[Excerpt provided]

--- start ---

Monday, March 17, 2014

My Irish Roots


'Tis said that everyone is Irish on this day--the 17th of March--when we celebrate St. Patrick's Day. Part of my heritage is Irish. Thanks to a great-uncle, I know now that I am half Irish. Uncle Alec visited Ireland and did some research. He brought home the true story which turned out to be a great surprise to all of my mother's family. I'm reprinting a piece I wrote about finding my Irish roots. There are links at the end to other things I've written about Ireland or being Irish. 

Finding My Irish Roots

My mother always said that her family hailed from both England and Ireland. The Doonans on her mother’s side were definitely the Irish, and her Dad’s Studham name made them English. But then, her uncle made a visit to both England and Ireland. Interested in genealogy, he spent a great deal of time checking records and returned home with a story that set the entire Studham family into a spin.

--- end ---

[Pointing records]
--- start ---

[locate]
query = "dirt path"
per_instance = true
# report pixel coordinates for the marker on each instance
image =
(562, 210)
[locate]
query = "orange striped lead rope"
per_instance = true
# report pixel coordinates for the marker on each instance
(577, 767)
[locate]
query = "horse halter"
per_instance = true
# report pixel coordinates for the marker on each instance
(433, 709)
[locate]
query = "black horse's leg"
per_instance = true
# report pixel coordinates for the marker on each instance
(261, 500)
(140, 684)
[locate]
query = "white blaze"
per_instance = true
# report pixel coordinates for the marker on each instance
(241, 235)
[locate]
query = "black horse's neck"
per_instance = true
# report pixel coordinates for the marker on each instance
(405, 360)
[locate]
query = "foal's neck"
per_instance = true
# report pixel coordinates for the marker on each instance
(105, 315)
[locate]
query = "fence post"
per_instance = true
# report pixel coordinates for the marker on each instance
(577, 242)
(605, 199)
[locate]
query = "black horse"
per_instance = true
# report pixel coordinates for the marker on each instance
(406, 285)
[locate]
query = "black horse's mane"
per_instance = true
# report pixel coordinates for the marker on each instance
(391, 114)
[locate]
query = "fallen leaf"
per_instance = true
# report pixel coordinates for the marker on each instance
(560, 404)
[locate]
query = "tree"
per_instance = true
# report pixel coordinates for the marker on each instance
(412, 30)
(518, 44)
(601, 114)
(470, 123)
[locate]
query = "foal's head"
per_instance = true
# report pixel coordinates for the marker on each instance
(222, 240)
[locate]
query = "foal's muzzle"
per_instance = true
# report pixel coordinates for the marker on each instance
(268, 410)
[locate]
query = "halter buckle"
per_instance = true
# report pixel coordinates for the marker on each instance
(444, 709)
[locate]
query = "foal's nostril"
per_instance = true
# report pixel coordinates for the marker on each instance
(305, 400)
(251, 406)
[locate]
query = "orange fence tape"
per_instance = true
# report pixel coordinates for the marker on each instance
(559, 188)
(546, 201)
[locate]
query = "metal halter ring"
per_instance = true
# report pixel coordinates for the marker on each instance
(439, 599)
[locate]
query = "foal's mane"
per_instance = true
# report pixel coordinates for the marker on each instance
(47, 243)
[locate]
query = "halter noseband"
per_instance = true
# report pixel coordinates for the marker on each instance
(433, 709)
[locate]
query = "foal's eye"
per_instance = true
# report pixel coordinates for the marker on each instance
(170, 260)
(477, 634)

--- end ---

[Tasks for this exercise]
- a) List every proper name of a person or family that appears in the post about Irish roots.
- b) Show each line of the rows that contains the string "halter", treating uppercase and lowercase as different.

[Answers for this exercise]
- a) St. Patrick, Alec, Doonan, Studham

- b)
query = "horse halter"
query = "halter buckle"
query = "metal halter ring"
query = "halter noseband"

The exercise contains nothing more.